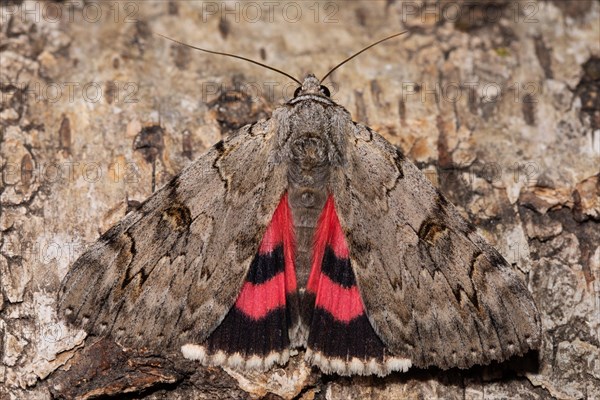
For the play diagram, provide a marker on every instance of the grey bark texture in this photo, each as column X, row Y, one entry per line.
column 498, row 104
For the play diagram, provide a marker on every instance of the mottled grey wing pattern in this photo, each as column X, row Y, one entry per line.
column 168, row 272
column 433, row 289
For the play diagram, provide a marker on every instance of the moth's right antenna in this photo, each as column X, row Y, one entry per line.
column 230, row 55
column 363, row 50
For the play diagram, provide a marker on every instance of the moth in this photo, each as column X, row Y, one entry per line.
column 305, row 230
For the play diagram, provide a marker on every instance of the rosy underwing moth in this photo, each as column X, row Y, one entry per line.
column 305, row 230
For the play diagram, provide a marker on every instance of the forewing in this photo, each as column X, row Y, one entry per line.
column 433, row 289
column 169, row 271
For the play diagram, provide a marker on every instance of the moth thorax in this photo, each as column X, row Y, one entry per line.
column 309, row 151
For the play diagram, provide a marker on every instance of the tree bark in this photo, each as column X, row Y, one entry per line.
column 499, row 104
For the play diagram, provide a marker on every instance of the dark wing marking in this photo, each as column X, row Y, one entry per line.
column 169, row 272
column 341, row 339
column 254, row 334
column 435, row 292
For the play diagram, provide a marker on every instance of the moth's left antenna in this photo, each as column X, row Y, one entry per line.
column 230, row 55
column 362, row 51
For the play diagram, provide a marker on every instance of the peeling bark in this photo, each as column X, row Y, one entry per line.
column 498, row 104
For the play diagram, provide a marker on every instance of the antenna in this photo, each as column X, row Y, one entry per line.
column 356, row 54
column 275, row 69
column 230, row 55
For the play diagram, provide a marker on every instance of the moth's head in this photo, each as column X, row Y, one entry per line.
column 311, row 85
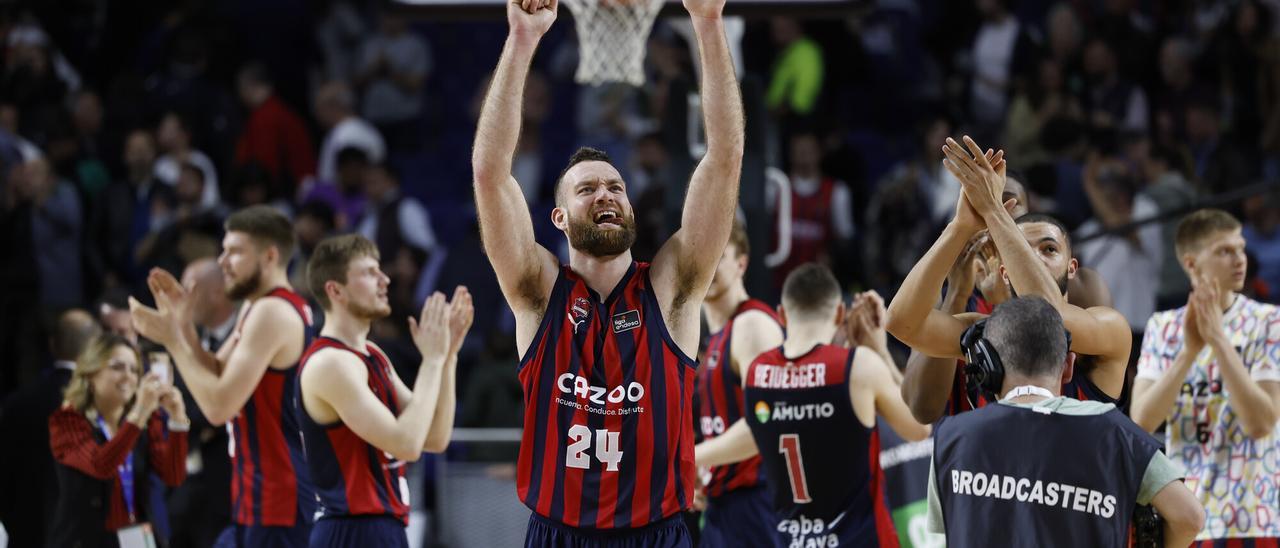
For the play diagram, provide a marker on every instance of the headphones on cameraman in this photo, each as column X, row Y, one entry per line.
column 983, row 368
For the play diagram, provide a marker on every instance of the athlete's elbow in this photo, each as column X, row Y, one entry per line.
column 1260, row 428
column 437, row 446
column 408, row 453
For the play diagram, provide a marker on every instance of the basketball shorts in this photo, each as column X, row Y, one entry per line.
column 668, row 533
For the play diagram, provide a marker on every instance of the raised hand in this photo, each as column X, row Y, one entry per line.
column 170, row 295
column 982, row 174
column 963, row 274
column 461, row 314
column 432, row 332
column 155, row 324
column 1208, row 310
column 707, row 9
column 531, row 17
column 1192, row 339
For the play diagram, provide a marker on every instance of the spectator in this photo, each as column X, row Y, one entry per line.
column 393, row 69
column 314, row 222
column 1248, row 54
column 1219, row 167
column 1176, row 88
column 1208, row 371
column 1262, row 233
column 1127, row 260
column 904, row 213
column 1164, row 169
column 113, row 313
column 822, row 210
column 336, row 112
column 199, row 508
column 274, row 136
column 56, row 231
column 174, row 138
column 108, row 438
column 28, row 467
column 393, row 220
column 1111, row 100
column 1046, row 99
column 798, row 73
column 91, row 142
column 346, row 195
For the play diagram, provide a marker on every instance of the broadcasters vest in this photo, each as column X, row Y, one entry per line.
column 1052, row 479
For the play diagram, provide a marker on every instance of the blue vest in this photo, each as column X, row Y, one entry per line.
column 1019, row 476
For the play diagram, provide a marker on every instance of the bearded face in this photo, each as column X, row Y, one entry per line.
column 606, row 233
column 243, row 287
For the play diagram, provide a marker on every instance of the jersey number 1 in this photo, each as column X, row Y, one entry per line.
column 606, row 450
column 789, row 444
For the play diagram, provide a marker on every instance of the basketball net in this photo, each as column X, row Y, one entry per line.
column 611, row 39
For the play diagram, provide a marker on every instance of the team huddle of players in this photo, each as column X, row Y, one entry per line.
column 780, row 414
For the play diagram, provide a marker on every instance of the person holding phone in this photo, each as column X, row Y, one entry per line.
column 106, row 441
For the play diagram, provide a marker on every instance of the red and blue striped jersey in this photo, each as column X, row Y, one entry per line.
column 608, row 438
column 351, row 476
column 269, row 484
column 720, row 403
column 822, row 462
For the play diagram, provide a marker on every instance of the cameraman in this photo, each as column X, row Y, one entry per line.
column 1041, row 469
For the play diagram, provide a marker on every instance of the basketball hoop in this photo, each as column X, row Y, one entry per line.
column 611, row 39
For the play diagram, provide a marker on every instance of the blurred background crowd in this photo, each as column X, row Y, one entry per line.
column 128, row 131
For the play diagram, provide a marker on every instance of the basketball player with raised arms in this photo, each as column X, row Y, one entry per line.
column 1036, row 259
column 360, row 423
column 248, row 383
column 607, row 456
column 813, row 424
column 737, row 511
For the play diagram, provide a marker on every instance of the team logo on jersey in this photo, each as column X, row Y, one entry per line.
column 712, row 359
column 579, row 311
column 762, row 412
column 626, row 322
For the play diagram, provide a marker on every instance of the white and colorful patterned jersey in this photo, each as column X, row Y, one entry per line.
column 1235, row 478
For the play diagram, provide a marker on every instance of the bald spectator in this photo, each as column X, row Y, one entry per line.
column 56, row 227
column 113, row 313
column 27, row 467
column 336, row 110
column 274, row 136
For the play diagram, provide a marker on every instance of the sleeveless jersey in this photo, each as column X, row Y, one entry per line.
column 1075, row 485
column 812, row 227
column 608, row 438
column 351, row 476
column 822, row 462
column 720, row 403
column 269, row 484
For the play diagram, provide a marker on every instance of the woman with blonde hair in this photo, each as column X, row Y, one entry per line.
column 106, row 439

# # #

§ Exercise requirements:
Set down all of the material above word for word, leaving out the pictures.

§ Written solution:
For the play diagram, provide a marker on every instance of the grey bark texture in this photo, each as column X, row Y, one entry per line.
column 498, row 104
For the play diagram, provide a marker on every instance of the mottled grey wing pattern in this photo, each as column X, row Y, one entry per line.
column 168, row 272
column 433, row 289
For the play diagram, provide a marker on every instance of the moth's right antenna in this photo, each as column X, row Y, one entry per line.
column 230, row 55
column 363, row 50
For the play diagram, provide a marker on every instance of the moth in this photo, each as column X, row Y, one entry per line.
column 305, row 230
For the play diagram, provide a marker on every instance of the rosy underwing moth in this photo, each as column X, row Y, one entry per line.
column 305, row 230
For the play diagram, provide a marker on every instance of the forewing in this photo, each as column X, row Y, one entry per line.
column 433, row 289
column 169, row 271
For the play diagram, provide a marker on every instance of the moth thorax in this photo, each as column X, row Y, one entry per line.
column 309, row 151
For the play diagram, provide a marker on every instance of the tree bark in this photo, each as column X, row Y, one entry per line.
column 499, row 104
For the play diagram, provide a marker on every instance of the dark wing marking in this photo, each as column X, row Y, one entry per line.
column 169, row 272
column 341, row 339
column 254, row 334
column 435, row 292
For the play diagram, provide a marker on every instance of the moth's left antenna in this photo, each as column X, row Y, one entry per line.
column 230, row 55
column 362, row 51
For the play diagram, provide a marker on every instance of the peeling bark in this photo, each as column X, row Y, one entry per line.
column 498, row 104
For the play diagram, provide a marker on every instance of the antenna in this photo, each as column X, row Y, one entry per line.
column 356, row 54
column 275, row 69
column 230, row 55
For the play diagram, provide a marker on every instance of the moth's head in this photo, each as column X, row Y, one entry per line.
column 311, row 85
For the play diagram, provide a marker on every instance of the headphones on cameraman in this photo, each as column X, row Y, one entry per line.
column 983, row 368
For the play diagram, provide a marker on every instance of the athlete's elbow in this photo, each as column X, row Y, one entry per line.
column 1260, row 428
column 437, row 446
column 408, row 453
For the play diagram, provide a marker on every instance of the basketball shorts in this photo, each as column X, row Y, one entry per line.
column 668, row 533
For the play diagram, provide a marker on every instance of the raised hand in this photo, each as column X, row Y, one entry per line.
column 170, row 295
column 982, row 174
column 963, row 274
column 461, row 314
column 432, row 332
column 155, row 324
column 1208, row 310
column 707, row 9
column 531, row 17
column 1192, row 339
For the play diagram, provide a marker on every instance of the spectator in this photo, each as column X, row Y, one entry per line.
column 393, row 69
column 314, row 222
column 1248, row 54
column 1219, row 167
column 1176, row 88
column 1208, row 371
column 1262, row 233
column 1127, row 260
column 904, row 213
column 1164, row 169
column 113, row 313
column 822, row 210
column 336, row 112
column 199, row 508
column 274, row 136
column 56, row 231
column 174, row 138
column 108, row 438
column 28, row 467
column 393, row 220
column 1111, row 100
column 1046, row 99
column 798, row 73
column 91, row 142
column 346, row 195
For the play diagram, provide a marker on every instance of the broadcasters vest in this photo, each as column X, row Y, one entry per line.
column 1052, row 479
For the play diagram, provide a marker on every instance of the blue vest in this photo, each as column X, row Y, one entry per line.
column 1019, row 476
For the play diagram, provide a marker on every instance of the bearded face in this photo, each as column X, row Y, one entry per line.
column 606, row 233
column 243, row 287
For the play diagram, provide a marker on every instance of the jersey number 1 in this photo, each as column X, row Y, one entry per line.
column 606, row 450
column 789, row 444
For the play diagram, provide a marker on every instance of the basketball net in this photo, each as column X, row Y, one entry per line.
column 611, row 39
For the play diagram, provide a marker on every instance of the team huddle of players in this photo, each as column X, row Y, one entry per line.
column 780, row 414
For the play diagram, provide a marker on every instance of the person holding phone in this photo, each as column X, row Y, one entry per line.
column 106, row 441
For the play diagram, provide a marker on every instance of the red and blue striped jersey in this photo, each as column X, row Y, one entry per line.
column 608, row 438
column 351, row 476
column 269, row 484
column 720, row 403
column 822, row 462
For the play diagram, provide a marker on every instance of the cameraman in this photo, each as column X, row Y, one entry per line.
column 1041, row 469
For the play diagram, provide a marker on every instance of the basketball hoop in this photo, each as column X, row Y, one entry per line.
column 611, row 39
For the play diagram, provide a marker on every instance of the blurred background crowd in this photo, each as column X, row Y, one entry per line.
column 128, row 131
For the play diagram, provide a marker on every instance of the basketball player with raised arms in this photo, each as column X, row Y, one entry per line.
column 1036, row 259
column 360, row 423
column 248, row 383
column 607, row 456
column 813, row 424
column 737, row 511
For the play diagram, provide a marker on every instance of the team logo on jersey in this photo, each as column X, row Y, one entry per line.
column 712, row 359
column 579, row 311
column 762, row 412
column 626, row 322
For the play diagram, provide a marker on every instance of the white and colorful patterned jersey in this photo, each as column X, row Y, one entry per line.
column 1235, row 478
For the play diagram, provide a marker on every instance of the bald spectator in this photo, each as column X, row Y, one entry per line.
column 56, row 227
column 113, row 313
column 27, row 467
column 336, row 110
column 274, row 136
For the play diagram, provide a marker on every instance of the sleeveless jersey in this photo, each as column X, row Y, one entry per line.
column 1075, row 485
column 812, row 227
column 608, row 438
column 351, row 476
column 822, row 462
column 720, row 403
column 269, row 484
For the play diagram, provide a marker on every instance of the woman with blonde hair in this photo, each as column X, row Y, one entry per line.
column 106, row 439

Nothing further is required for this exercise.